- EXERCISE A
Count the lines in the listing below that contain the string "bridge", matching case. Give only the number.

- DOCUMENT
(begin)

# Disney Nautilus?



## Tim Nolan (Jul 9, 2008)

What's available in kits for this thing? I'd love to find a large scale of it! I googled it but didn't find anything other than wooden kits or total scratch builds. Anyone doing a big styrene or resin of it? I found some mention of an RC 20K kit?


----------



## Carson Dyle (May 7, 2003)

This may help...

http://www.disneysub.com/history.html

This is perhaps the most well known of the larger "high end" Nautilus replicas produced...

http://www.disneysub.com/mr/index.html

And then there's this magnificent beastie...

http://www.customreplicas.com/66_Nautilus.htm


----------



## the mole (May 19, 2009)

Go to Paper Hollywood, they have a paper model you can download of the Disney Nautilus.:thumbsup:


----------



## the mole (May 19, 2009)

Hope after this post I will be able to give a direct link


----------



## the mole (May 19, 2009)

Go to http://www.disneyexperience.com/models/20klus_model.php


----------



## azdacuda (May 7, 2008)

Here is the new 16" Nautilus Model in 1/132 Scale, 31" Nautilus Model in 1/69 Scale, Model Kit, and the big daddy 66" Nautilus Model in 1/32 Scale, Plus more great stuff

http://www.nautilusdrydocks.com/products.html


----------



## modeleers (Sep 8, 2007)

I'm selling a CR 66" Nautilus (_priced to Go_) - write my Eddress: [email protected]


----------



## Tim Nolan (Jul 9, 2008)

Man, great stuff guys! Thanks so much! I'm thinking about the 31". The prices of these things are harsh, but they all are really nicely researched and done! (time to hock some kits on ebay!)


----------



## oshkosh619 (Feb 24, 2009)

Holy Moley! I have the 31" kit (it is _very_ nice), bought a few years back... man the price has really gone up! I think I paid a third of the current list price, can't recall for the life of me where I bought it though, it was an internet sci-fi modeling site though.


----------



## modeleers (Sep 8, 2007)

*Nautilus Accessory Set (for 1/72)*

The Vulcania Volunteers (_my crew_) make & offer this (1/72 scale) Nautilus Accessory Set (72-AS) to enhance almost Any 31" Nautilus Kit or scratch-build - it also compliments the Master Replicas' finished display-model. The 72-AS features a Skiff with hatches that can be displayed open or closed with full interior & gear, a film-accurate Propeller & Spiral Speed Indicator.
http://i105.photobucket.com/albums/m236/modeleers/Mikel005-1.jpg


----------



## azdacuda (May 7, 2008)

Lee Seiler from Totalimmersion makes a 1/72 Nautilus as well as some Nemo and Crew figures

http://www.totalimmersion.com/Nautilus.htm

Vulcania Volunteers says they will be making a Nautilus, but that has been said for over a year now and I'm not holding my breath


----------



## modeleers (Sep 8, 2007)

(end)

- INFORMATION PROVIDED
(begin)

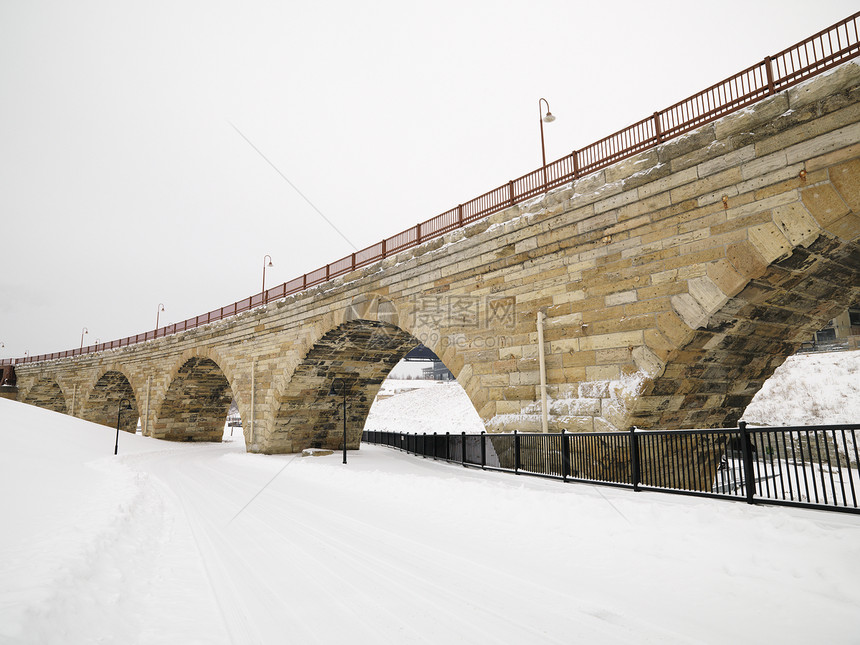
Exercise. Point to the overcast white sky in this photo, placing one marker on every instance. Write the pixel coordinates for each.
(123, 183)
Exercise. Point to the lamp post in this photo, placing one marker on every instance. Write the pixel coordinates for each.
(124, 404)
(158, 317)
(265, 300)
(549, 118)
(338, 387)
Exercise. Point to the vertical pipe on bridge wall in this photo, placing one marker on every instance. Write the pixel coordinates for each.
(145, 425)
(253, 379)
(543, 407)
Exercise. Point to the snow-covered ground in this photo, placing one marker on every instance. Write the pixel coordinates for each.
(810, 389)
(194, 543)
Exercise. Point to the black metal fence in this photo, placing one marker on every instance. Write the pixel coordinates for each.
(808, 466)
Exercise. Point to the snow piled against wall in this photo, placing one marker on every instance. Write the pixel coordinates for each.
(810, 389)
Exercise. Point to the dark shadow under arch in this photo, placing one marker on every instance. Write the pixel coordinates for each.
(361, 353)
(196, 405)
(104, 401)
(47, 394)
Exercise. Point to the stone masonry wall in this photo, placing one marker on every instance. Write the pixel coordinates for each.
(673, 284)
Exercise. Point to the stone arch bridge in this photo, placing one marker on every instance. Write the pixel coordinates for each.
(672, 283)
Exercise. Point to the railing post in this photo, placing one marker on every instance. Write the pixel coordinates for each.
(658, 131)
(516, 452)
(483, 450)
(769, 72)
(746, 450)
(634, 459)
(565, 455)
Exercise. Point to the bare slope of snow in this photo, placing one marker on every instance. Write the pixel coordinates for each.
(810, 389)
(423, 406)
(193, 543)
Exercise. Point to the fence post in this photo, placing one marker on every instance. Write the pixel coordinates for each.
(634, 459)
(483, 450)
(769, 71)
(746, 450)
(516, 452)
(565, 455)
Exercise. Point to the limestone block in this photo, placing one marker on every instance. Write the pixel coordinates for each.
(689, 310)
(725, 277)
(602, 372)
(673, 180)
(726, 161)
(840, 138)
(846, 228)
(824, 204)
(706, 292)
(711, 183)
(746, 259)
(846, 180)
(753, 117)
(831, 158)
(631, 166)
(764, 165)
(816, 89)
(620, 298)
(647, 361)
(769, 241)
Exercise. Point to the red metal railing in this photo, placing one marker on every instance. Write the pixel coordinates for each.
(818, 53)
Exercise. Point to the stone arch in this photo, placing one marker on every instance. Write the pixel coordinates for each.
(46, 393)
(754, 307)
(196, 400)
(362, 348)
(103, 397)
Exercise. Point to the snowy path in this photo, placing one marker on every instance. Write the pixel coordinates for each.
(148, 548)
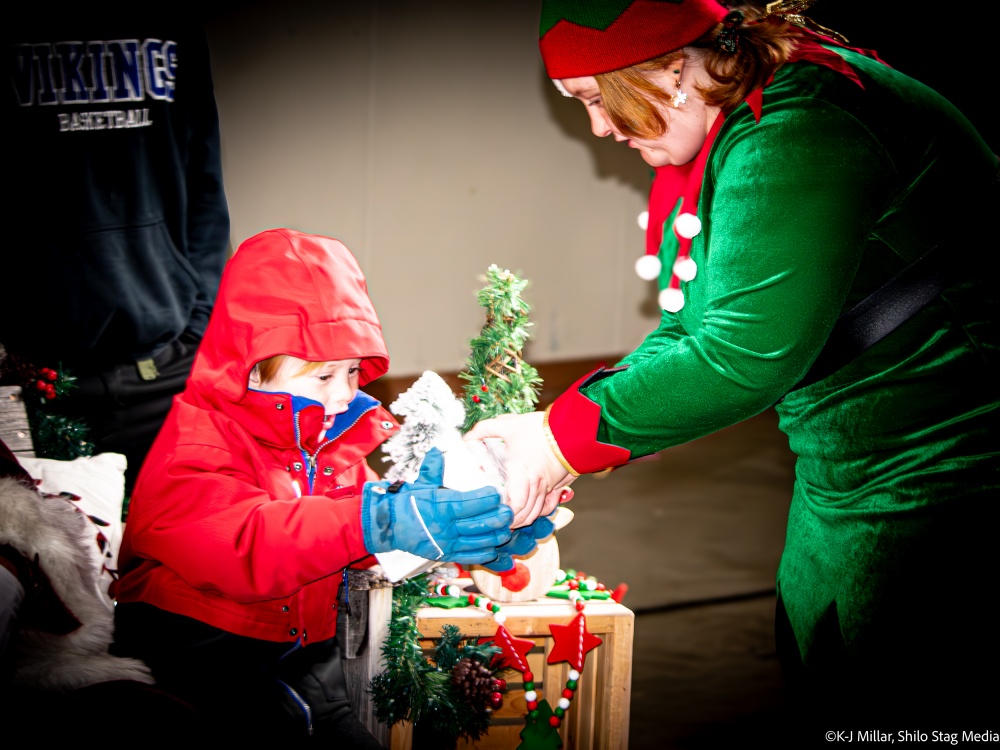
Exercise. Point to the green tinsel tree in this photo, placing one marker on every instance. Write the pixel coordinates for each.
(499, 381)
(428, 692)
(53, 435)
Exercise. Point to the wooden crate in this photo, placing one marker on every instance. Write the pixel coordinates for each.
(598, 717)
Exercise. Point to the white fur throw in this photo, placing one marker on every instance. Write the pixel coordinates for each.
(63, 538)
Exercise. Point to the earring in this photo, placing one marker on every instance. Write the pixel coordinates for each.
(680, 97)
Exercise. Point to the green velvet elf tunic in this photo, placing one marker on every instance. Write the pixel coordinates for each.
(889, 555)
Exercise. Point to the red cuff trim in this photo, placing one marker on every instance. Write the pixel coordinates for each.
(573, 420)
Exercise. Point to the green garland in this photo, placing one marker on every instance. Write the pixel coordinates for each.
(419, 690)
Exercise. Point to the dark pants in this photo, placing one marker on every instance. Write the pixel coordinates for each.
(123, 411)
(245, 688)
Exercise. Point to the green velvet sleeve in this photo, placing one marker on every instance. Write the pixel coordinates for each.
(786, 207)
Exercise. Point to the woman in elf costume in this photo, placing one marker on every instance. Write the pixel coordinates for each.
(823, 225)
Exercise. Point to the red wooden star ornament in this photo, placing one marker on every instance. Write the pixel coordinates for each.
(572, 642)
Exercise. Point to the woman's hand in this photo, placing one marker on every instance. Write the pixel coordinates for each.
(535, 477)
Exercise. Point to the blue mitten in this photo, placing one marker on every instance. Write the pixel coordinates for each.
(434, 522)
(522, 541)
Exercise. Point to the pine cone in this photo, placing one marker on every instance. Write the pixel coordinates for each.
(473, 682)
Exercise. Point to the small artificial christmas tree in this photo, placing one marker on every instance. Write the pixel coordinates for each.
(499, 381)
(53, 435)
(447, 697)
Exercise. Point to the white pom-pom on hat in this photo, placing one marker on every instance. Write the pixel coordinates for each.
(648, 267)
(671, 299)
(685, 269)
(687, 226)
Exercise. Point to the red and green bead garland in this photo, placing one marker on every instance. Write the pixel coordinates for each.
(572, 643)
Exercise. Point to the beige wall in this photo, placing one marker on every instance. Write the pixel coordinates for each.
(426, 136)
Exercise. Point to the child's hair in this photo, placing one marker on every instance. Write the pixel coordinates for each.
(266, 369)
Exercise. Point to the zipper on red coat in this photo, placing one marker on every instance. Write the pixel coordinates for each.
(313, 459)
(306, 708)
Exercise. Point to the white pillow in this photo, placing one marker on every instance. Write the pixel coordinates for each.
(97, 484)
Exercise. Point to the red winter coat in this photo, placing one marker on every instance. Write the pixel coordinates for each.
(215, 530)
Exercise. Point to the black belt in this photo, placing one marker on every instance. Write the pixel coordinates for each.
(878, 315)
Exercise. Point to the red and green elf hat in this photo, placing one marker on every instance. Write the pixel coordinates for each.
(587, 37)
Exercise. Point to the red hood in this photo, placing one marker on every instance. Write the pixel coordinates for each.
(285, 292)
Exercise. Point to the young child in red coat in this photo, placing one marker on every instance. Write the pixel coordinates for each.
(256, 496)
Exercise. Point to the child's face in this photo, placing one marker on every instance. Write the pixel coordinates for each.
(334, 384)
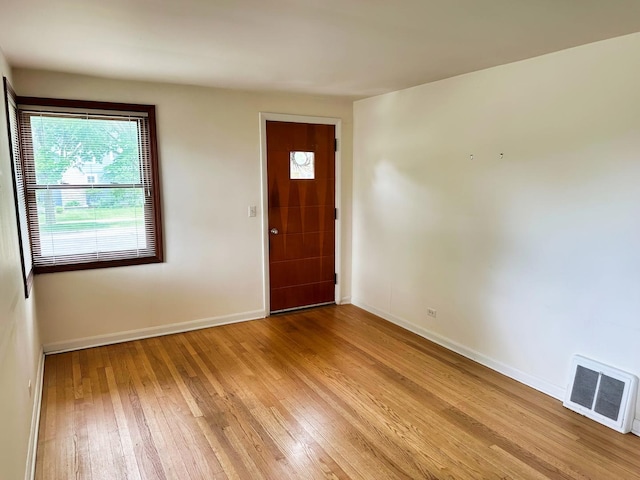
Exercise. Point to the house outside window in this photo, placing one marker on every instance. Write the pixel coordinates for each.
(92, 183)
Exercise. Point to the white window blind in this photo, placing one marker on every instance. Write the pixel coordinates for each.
(19, 191)
(91, 187)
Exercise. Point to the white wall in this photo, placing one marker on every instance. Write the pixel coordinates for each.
(209, 144)
(527, 259)
(20, 350)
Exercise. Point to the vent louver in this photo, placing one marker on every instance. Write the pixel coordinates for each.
(602, 393)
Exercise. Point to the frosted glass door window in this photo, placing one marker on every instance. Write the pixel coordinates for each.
(302, 166)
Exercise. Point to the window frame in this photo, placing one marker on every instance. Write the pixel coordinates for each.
(19, 187)
(74, 106)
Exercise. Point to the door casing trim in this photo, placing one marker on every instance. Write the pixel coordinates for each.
(283, 117)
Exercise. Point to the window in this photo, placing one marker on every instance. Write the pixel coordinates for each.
(92, 183)
(302, 165)
(18, 187)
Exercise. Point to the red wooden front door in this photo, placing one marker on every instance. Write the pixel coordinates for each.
(301, 179)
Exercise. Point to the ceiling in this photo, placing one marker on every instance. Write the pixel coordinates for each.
(339, 47)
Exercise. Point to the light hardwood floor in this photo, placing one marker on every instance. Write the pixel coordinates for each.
(329, 393)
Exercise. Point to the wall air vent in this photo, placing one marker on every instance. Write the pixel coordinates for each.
(602, 393)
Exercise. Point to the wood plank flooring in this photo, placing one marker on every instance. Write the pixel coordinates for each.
(330, 393)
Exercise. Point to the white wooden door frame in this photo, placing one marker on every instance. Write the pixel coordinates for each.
(282, 117)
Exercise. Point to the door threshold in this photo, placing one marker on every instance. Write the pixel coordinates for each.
(298, 309)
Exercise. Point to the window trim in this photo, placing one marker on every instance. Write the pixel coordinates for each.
(23, 235)
(33, 103)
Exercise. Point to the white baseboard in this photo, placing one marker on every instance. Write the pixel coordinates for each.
(529, 380)
(30, 470)
(111, 338)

(end)

- EXERCISE B
Rewrite the Nautilus thread above, starting at "This may help..." and ending at "this magnificent beastie...", with "beastie" changed to "creature".

- CORRECT RESULT A
2

- CORRECT RESULT B
This may help...

http://www.disneysub.com/history.html

This is perhaps the most well known of the larger "high end" Nautilus replicas produced...

http://www.disneysub.com/mr/index.html

And then there's this magnificent creature...